Extrait à lire →

Il y a dans chaque plat du Pastel une qualité éminemment photogénique. Des couleurs pastel, justement, des lignes géométriques, des motifs. On a envie de tout capturer en image et de tout poser sur Instagram, et c'est ce que faisaient justement les deux jeunes femmes de la table d'à côté.

Mais une fois les oh! et les ah! esthétiques passés, que reste-t-il?

Il reste une cuisine savoureuse, fine, techniquement ultraprécise, qui fait d'un repas à la nouvelle table de Jason Morris et de Kabir Kapoor - les deux âmes du Fantôme, dans Griffintown - une nouvelle destination maintenant dans le Vieux-Montréal, à ne pas manquer.

J'y suis allée à deux occasions.

Une fois pour manger au comptoir avec une amie. On a pris alors deux plats à la carte, suivis d'un dessert, et on s'en est sorties avec une addition correcte et le genre d'estomac relax qui dort bien, le tout couronné par un grand sourire.

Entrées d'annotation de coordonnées
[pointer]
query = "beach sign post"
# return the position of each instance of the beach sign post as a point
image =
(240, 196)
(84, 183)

--

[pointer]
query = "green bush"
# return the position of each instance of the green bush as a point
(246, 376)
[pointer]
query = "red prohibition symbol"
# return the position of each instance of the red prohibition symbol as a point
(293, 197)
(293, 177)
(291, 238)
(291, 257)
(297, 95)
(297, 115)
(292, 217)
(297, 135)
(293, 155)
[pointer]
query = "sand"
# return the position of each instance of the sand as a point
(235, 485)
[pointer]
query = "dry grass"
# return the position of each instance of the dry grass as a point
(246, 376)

* * *

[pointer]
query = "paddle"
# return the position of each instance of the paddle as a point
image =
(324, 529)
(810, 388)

Exercices à faire →
1 – Repérez dans les entrées chaque ligne qui contient la chaîne "green", puis recopiez-la. Tenez compte de la casse.
2 – Reprenez la critique du restaurant Pastel et écrivez la suite après sa dernière phrase.

Réponses par exercice →
1 –
query = "green bush"
# return the position of each instance of the green bush as a point

2 –
Une autre fois, j'y ai plongé carrément dans le menu dégustation, en suivant la recommandation de la serveuse qui me promettait une version sans viande, aménagée selon les poissons et les légumes du moment.

Ce fut aussi un grand succès. Pas mal plus cher toutefois. Mais un repas que je recommanderais à quiconque a une occasion à célébrer.

Pastel est un restaurant qui, si on était dans un pays Michelin, viserait les étoiles. Avec le serveur qui revient dans la seconde replier la serviette du convive parti à la toilette, avec les mignardises et la boîte de chocolats en partant à la fin du repas, avec l'argenterie, les nappes, le menu neuf services, l'aménagement moderne et raffiné d'un bel espace patrimonial du Vieux-Montréal aux très hauts plafonds et l'accueil sans faille de Kabir Kapoor.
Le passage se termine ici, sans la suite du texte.